**REQUIRED WORK**
Write out each of the records below line for line, with no changes to any character.
:::
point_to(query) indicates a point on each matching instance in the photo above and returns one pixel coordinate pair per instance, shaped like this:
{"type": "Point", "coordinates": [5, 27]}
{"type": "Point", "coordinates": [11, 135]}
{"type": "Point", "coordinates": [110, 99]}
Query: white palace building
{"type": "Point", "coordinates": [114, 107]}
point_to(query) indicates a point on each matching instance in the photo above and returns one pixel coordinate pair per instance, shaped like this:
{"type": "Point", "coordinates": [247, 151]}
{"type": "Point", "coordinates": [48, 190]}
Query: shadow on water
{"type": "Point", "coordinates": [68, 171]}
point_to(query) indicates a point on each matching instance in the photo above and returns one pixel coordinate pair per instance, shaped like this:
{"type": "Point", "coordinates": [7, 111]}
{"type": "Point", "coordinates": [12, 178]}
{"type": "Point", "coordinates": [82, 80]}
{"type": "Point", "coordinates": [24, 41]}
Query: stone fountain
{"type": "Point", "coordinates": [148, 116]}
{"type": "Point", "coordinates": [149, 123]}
:::
**RESULT FOR THIS EXERCISE**
point_to(query) indicates a point on each matching instance in the photo above and returns one pixel coordinate pair per instance, shaped like this:
{"type": "Point", "coordinates": [5, 27]}
{"type": "Point", "coordinates": [11, 135]}
{"type": "Point", "coordinates": [110, 99]}
Query: white palace building
{"type": "Point", "coordinates": [114, 107]}
point_to(query) indicates a point on each matching instance in the photo above and returns one pixel coordinate pair per instance, shaped like this:
{"type": "Point", "coordinates": [247, 151]}
{"type": "Point", "coordinates": [48, 190]}
Query: shadow on water
{"type": "Point", "coordinates": [68, 171]}
point_to(query) indicates a point on each matching instance in the photo above and returns one pixel coordinate pair per instance, shaped like this:
{"type": "Point", "coordinates": [7, 111]}
{"type": "Point", "coordinates": [12, 178]}
{"type": "Point", "coordinates": [82, 80]}
{"type": "Point", "coordinates": [24, 41]}
Query: stone fountain
{"type": "Point", "coordinates": [148, 116]}
{"type": "Point", "coordinates": [149, 123]}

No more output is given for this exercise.